Listed entries:
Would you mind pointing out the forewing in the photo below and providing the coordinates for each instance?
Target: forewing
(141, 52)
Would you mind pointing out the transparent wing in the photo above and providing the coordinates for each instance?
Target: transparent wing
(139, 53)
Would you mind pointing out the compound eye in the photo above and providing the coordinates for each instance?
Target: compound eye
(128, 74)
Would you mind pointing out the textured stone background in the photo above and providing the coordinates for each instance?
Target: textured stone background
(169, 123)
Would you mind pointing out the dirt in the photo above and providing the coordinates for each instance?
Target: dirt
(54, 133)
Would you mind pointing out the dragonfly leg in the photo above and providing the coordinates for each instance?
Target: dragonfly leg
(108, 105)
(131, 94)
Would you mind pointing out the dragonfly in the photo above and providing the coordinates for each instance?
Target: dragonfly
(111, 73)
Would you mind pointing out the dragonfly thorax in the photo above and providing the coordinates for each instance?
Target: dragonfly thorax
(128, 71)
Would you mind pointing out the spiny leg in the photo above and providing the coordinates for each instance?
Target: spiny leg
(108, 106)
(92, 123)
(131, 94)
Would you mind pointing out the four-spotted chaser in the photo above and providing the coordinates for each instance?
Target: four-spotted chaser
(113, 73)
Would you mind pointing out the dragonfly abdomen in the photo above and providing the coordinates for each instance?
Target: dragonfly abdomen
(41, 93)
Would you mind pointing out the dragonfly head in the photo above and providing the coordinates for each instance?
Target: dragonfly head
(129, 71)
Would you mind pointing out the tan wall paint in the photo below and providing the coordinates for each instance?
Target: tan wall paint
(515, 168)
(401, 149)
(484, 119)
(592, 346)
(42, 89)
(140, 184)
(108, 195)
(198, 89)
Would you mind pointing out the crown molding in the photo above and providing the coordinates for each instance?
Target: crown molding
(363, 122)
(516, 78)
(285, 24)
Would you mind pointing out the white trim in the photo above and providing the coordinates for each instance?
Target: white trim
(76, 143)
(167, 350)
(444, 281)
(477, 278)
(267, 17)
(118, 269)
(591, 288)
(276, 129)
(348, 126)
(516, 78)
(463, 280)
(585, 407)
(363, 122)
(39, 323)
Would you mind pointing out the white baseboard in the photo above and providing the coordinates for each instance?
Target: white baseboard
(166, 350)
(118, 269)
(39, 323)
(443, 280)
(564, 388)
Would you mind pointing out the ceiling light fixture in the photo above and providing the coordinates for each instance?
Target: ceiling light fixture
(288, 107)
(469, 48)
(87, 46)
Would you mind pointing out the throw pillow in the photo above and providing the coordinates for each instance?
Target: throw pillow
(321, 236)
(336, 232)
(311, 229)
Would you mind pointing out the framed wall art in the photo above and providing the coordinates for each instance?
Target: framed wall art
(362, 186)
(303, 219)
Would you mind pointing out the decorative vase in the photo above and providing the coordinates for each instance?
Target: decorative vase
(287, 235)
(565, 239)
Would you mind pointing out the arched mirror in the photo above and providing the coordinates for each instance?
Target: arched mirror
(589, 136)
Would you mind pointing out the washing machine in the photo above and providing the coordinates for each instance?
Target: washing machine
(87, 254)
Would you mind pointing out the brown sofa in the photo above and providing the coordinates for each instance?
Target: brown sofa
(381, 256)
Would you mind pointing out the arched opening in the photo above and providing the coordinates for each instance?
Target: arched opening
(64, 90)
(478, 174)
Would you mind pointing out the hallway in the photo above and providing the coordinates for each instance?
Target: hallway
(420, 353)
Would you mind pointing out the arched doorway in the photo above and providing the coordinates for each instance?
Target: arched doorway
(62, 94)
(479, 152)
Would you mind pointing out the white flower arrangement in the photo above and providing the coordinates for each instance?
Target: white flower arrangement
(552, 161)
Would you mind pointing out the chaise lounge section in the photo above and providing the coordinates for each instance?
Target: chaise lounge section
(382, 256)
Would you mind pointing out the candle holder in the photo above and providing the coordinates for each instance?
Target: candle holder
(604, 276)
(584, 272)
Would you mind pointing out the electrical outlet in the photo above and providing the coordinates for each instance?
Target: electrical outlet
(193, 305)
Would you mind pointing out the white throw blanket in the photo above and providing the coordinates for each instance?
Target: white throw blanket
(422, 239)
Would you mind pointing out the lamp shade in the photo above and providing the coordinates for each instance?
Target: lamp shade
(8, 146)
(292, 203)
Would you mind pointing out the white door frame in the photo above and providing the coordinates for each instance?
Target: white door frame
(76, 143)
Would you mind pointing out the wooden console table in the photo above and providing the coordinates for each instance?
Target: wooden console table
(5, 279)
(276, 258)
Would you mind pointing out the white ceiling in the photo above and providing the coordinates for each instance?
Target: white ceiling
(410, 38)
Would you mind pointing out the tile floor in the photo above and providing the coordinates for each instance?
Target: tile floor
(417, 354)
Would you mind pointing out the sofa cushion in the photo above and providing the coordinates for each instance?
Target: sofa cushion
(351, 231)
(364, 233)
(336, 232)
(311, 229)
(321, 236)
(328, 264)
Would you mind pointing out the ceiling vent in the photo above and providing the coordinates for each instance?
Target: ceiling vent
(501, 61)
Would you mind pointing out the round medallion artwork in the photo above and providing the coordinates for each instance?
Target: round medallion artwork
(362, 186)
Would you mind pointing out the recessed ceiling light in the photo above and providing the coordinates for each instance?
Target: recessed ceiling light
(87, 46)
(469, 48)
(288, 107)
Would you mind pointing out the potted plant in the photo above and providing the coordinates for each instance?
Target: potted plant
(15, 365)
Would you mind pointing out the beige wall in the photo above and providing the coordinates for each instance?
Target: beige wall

Work instruction: Find the word "beige" in the entries above, then copy each line that holds it.

Solution to the exercise:
Would you mind pointing out the beige wall in the photo above and providing the coordinates for each instance?
Target: beige wall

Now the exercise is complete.